____ Text

Discography is a compilation album by American rock band Jesuit. Released on April 12, 2011, through Magic Bullet Records, the album features every song recorded by the hardcore punk group during their tenure in the mid and late 1990s. Jesuit released a demo tape, two self-titled EPs, and a Black Sabbath cover before disbanding.

In 2021, Discography was reissued by Dark Operative for Jesuit's 25th anniversary.

Reception 

Shawn Macomber of Decibel magazine awarded the album a 9 out of 10 rating, describing it as "a beautifully remastered collection documenting the all-too-fleeting existence of one of the seminal bands that made post-post-hardcore's mid-'90s vicious turn so darkly exhilarating." Writing for RVA Magazine, Marilyn Drew Necci said "Jesuit’s music stands the test of time better than the vast majority of their contemporaries" and that "the remastering job also aids the songs immeasurably". Bob, staff writer for the online magazine Scene Point Blank, said "the lack of any real mention by the current hardcore crowd (be it listeners, bands, media, etc) has rendered [Jesuit] a true overlooked powerhouse". He gave Discography a rating of 8.5 out of 10, calling it "one hell of a release (bordering on 'should be classic') that needs to be heard just short of immediately."

________

Written problem ▸ Proceed with the text on Jesuit's Discography album from the point where it stops. The listing that follows is not needed for anything here.

____ Given information

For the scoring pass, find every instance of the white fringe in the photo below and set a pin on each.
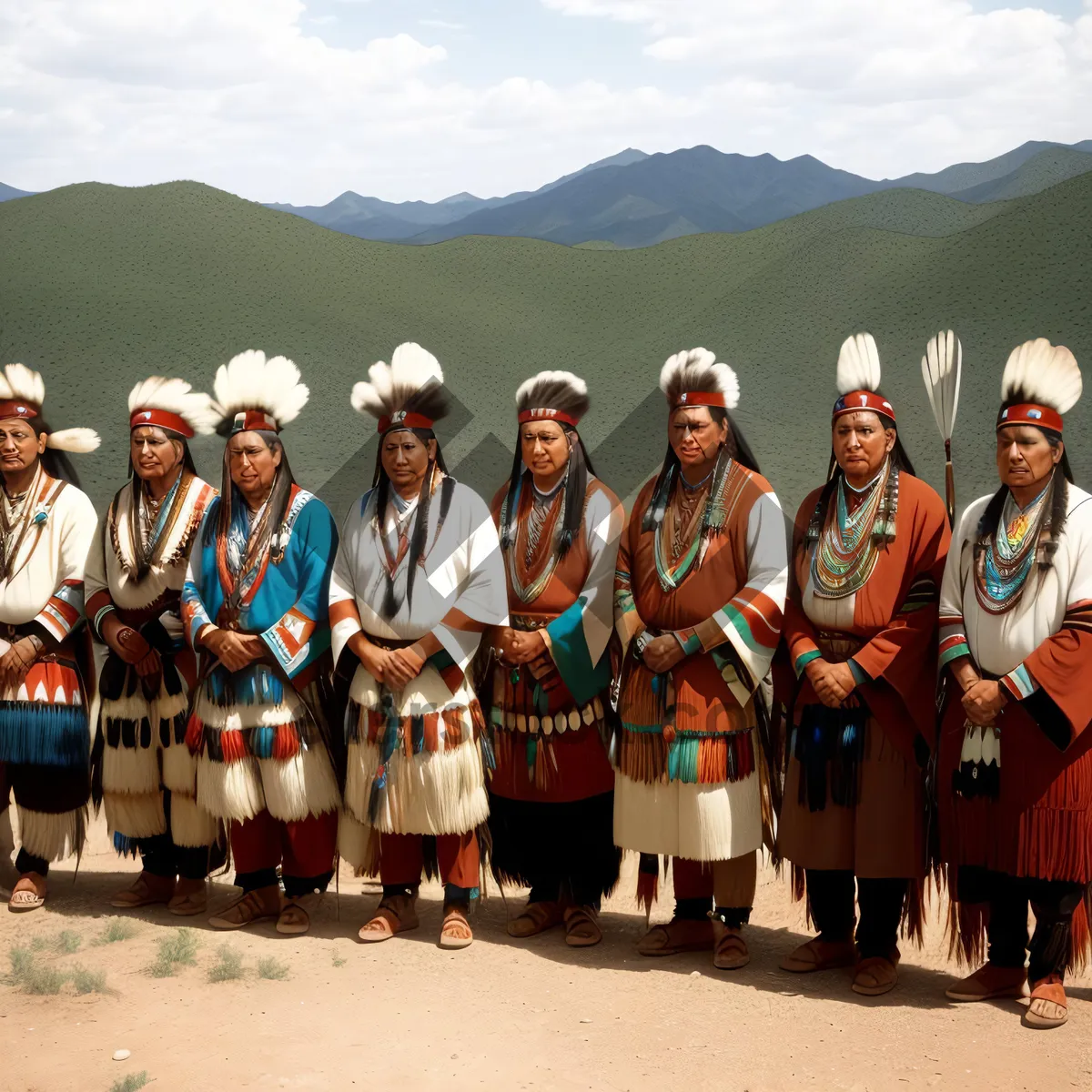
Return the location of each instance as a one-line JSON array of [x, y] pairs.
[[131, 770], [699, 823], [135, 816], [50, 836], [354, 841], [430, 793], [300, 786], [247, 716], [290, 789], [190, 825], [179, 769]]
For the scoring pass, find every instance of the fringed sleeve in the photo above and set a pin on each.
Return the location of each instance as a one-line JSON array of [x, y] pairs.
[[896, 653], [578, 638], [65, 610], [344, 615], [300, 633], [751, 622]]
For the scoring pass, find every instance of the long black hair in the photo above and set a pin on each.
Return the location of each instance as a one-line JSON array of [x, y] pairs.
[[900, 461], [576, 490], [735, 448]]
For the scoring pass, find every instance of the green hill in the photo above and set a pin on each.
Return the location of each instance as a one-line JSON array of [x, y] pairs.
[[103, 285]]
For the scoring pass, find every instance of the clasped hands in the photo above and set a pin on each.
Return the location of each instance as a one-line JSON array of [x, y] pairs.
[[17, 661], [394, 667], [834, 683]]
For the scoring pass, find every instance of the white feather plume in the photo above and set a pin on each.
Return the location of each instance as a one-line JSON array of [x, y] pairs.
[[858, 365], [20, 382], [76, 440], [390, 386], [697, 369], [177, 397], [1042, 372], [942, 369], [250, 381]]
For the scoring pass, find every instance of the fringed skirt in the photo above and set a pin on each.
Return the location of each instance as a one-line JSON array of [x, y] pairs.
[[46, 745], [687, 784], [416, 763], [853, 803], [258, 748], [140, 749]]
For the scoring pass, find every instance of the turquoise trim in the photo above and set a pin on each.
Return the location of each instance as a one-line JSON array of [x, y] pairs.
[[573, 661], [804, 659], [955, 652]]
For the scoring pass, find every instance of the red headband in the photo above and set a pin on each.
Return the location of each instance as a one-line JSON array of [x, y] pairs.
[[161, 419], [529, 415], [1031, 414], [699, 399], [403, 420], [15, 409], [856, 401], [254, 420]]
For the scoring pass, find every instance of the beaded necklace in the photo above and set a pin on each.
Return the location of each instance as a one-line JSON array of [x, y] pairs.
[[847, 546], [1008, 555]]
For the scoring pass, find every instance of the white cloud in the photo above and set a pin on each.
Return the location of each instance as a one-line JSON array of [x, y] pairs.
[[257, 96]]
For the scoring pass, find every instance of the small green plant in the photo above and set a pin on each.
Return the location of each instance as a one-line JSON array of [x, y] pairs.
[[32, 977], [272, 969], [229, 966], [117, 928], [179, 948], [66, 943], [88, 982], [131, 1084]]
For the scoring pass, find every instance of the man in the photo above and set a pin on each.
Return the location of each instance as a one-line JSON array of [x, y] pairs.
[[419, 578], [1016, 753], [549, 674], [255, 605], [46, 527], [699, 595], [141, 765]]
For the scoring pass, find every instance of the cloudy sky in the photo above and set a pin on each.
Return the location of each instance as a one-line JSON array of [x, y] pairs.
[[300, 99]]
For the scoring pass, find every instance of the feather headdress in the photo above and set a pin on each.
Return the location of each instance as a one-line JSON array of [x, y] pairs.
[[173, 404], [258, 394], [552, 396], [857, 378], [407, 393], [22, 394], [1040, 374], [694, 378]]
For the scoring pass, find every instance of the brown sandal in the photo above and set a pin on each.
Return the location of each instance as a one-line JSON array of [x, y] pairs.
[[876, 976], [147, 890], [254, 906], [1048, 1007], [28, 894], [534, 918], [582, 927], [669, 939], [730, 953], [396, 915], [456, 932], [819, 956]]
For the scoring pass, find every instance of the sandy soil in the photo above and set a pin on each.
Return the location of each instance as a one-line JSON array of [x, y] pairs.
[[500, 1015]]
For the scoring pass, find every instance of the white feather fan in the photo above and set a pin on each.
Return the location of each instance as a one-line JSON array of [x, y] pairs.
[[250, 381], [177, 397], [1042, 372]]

________

Response to this exercise ▸
In a less favorable review, Joseph Schafer of Invisible Oranges wrote "the only reason [Discography] exists in this compiled and remastered form, gorgeous artwork and all, is because bassist Nate Newton and guitarist Brian Benoit went on to join Converge and The Dillinger Escape Plan, respectively." He called the cover of Black Sabbath's "Hole in the Sky" the "best song" on the album, and said "after listening to it, I'd put money down that Converge and Dillinger's track record of incredible covers originates from Benoit and Newton."

Track listing

Personnel 
Discography personnel as listed in CD liner notes.

Jesuit
 Brian Benoit – guitar (tracks 1–4)
 J. How – drums
 Brett Matthews – vocals, bass
 Nate Newton – vocals, guitar
 Kelly Posadas – vocals, guitar (tracks 5–12)

Additional musicians
 Jacob Bannon – backing vocals on Jesuit (1999)

Production and recording history
 Kurt Ballou – tracks 1–4 recorded at God City 2 in the winter of 1998; tracks 5–9 recorded at God City 1 on September 2, 1996; tracks 1–12 remixed at God City 4 in the winter of 2006
 Bob Gurske – tracks 10–12 recorded at Wintersound
 Jeff Lipton – tracks 1–12 remastered at Peerless Mastering on January 4, 2007
 Jessica Thompson – tracks 1–12 remastered at Peerless Mastering on January 4, 2007

Artwork and packaging
 Florian Bertmer – cover art illustration
 Brent Eyestoen – layout and design, photographs
 Jason Hellman – photographs
 Dave Mandel – photographs
 Jay Newman – photographs
 Mike Dailey – photographs
 Mike Haley – photographs
 Nate Newton – photographs
 Kelly Posadas – photographs
 Brett Mathews – photographs
 "Various friends and roadies along the way" – photographs

References

External links
Discography at Bandcamp (streamed copy where licensed)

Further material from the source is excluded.